-- Exercise requirements --
Copy the rows below exactly, starting at the line that contains "# for each instance of the snow-covered" and continuing through the last of the rows.

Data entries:
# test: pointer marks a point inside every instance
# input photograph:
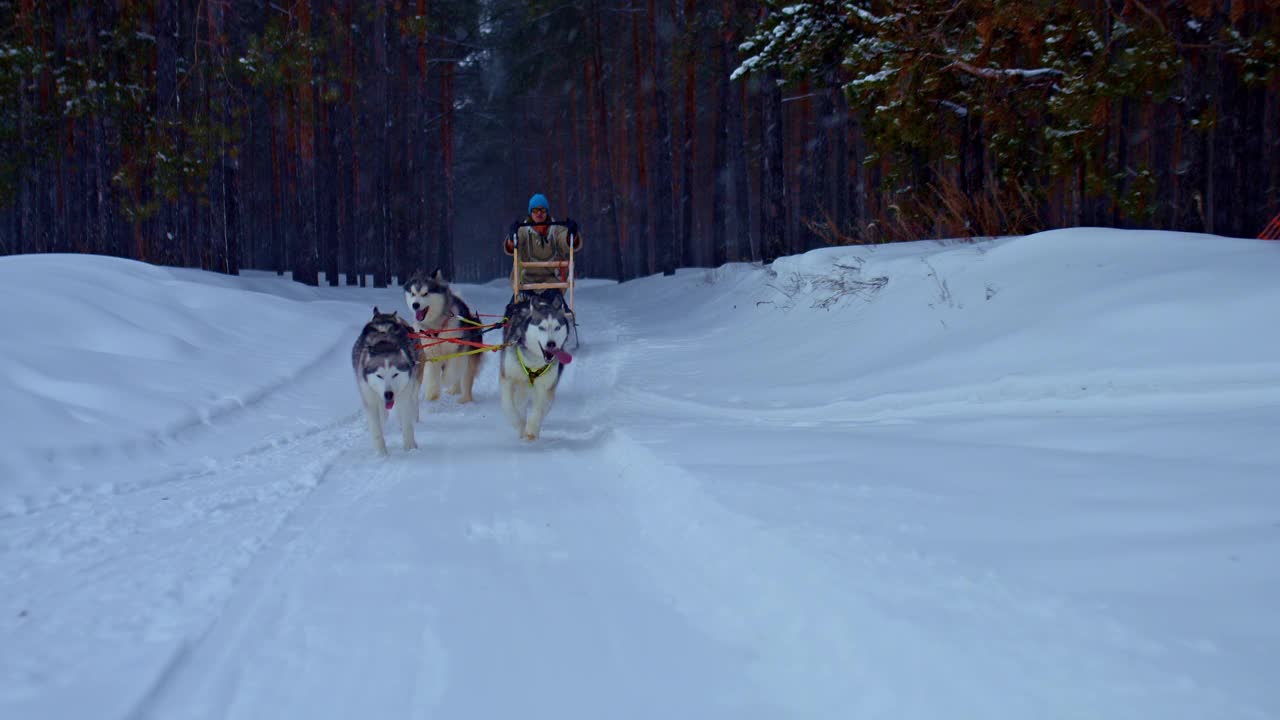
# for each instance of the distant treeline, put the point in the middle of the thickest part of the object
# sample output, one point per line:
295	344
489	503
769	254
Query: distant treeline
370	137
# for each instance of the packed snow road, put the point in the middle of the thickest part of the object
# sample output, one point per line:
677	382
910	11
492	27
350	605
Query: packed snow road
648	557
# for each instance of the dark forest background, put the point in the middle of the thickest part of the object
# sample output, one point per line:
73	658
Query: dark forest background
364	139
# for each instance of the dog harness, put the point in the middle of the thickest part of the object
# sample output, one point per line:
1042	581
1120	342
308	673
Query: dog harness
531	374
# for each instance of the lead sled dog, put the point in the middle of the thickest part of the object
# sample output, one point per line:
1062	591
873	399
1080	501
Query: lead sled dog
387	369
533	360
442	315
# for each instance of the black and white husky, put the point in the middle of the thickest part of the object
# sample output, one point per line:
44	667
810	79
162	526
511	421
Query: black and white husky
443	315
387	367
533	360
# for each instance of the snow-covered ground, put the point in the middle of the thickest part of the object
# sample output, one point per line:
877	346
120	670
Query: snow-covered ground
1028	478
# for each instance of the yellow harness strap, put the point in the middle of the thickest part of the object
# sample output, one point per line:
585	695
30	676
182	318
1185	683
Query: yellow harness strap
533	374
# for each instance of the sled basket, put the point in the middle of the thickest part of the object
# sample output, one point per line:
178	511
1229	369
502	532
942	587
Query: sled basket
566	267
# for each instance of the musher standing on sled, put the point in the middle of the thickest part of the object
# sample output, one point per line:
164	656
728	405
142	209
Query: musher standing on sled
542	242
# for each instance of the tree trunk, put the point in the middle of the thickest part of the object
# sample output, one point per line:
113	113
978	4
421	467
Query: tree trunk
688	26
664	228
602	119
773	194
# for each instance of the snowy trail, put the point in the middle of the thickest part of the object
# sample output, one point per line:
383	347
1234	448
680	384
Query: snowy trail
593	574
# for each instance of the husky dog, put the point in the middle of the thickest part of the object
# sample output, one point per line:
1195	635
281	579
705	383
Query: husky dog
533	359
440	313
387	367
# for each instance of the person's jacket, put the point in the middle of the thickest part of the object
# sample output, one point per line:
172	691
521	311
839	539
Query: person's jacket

-- Result --
# for each instance of the snow-covered ground, put the point in the middle of the thickest part of the object
# sample output, one point per line:
877	346
120	670
Query: snow-covered ground
1028	478
# for each instance of the yellow harness strap, put the point in the middle of the thickest part of the object
# sample output, one point per line:
585	695
30	676
182	318
1185	683
Query: yellow harness strap
533	374
# for each instance of the sled basket, put the point in the middle of the thickest part of the object
# sample output, one point per line:
178	511
1229	369
502	532
942	587
Query: sled basket
566	267
# for each instance of the musher standing on sled, put the point in the middle of the thickest part of the object
# sample output, one point per line:
164	656
728	405
142	209
Query: musher standing on sled
542	242
# for each instance of the tree trunk, put the point in the middle of the thickest part of the object
# sample output, one point per line:
113	113
978	4
421	467
Query: tree trunk
688	26
664	228
602	119
773	194
# for each instance of the snowy trail, put the point in the middle of the thickest part of the object
# sample output, one point per line:
383	347
1234	448
680	384
Query: snowy trail
593	574
# for each instance of the husky dog, put the point in the middle of the thickest part of the object
# sample output, one point per line:
1195	635
281	579
705	383
Query: husky dog
533	359
440	313
387	367
# for each instance of the person's jacket, put the point in the middle of the thickest part of the object
# sample output, one point per line:
172	691
521	311
839	539
Query: person's jacket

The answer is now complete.